1

I’ve got several thousand observations in 350-dimensional space, in a relatively sparse matrix (median observation has 11 non-zero dimensions). I'm using a density-based clustering algorithm, DBSCAN, to identify clusters and noise points (points that do not fall into clusters).

DBSCAN requires setting two parameters. The first is the minimum threshold number of points that defines a cluster. The guidance in the original paper (Ester et al. 1996) is to use the number of dimensions in the space. In a prior post (where I asked way too many questions) a helpful forum user pointed out that because the value of most dimensions is zero for most observations, the intrinsic dimensionality of my dataset is much lower than 350, and is more like the median or mean number of nonzero dimensions.

I've been reading about intrinsic dimensionality, but it is well outside my expertise. I am looking for a paper or two that I can cite (and learn more from) that documents why the intrinsic dimensionality is closer to the median number of nonzero dimensions. Any help is much appreciated!

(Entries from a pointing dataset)
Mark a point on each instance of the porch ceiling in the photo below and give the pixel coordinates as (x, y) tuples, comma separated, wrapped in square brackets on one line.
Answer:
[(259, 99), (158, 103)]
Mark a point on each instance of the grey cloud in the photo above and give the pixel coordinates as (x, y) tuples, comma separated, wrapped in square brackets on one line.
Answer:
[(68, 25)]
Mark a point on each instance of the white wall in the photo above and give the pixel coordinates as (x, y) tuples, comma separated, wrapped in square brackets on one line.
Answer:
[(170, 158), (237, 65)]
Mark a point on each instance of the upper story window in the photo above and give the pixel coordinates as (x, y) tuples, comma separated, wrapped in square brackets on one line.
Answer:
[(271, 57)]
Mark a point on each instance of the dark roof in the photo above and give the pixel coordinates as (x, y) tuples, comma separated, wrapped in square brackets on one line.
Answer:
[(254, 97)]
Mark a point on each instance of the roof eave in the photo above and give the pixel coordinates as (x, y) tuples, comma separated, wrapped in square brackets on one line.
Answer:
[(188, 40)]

• [Request 1]:
Quote the DBSCAN post word for word, starting at "I've been reading" and ending at "is much appreciated!".
• [Request 2]:
In the DBSCAN post, how many non-zero dimensions does the median observation have?

• [Full response 1]:
I've been reading about intrinsic dimensionality, but it is well outside my expertise. I am looking for a paper or two that I can cite (and learn more from) that documents why the intrinsic dimensionality is closer to the median number of nonzero dimensions. Any help is much appreciated!

• [Full response 2]:
The median observation has 11 non-zero dimensions.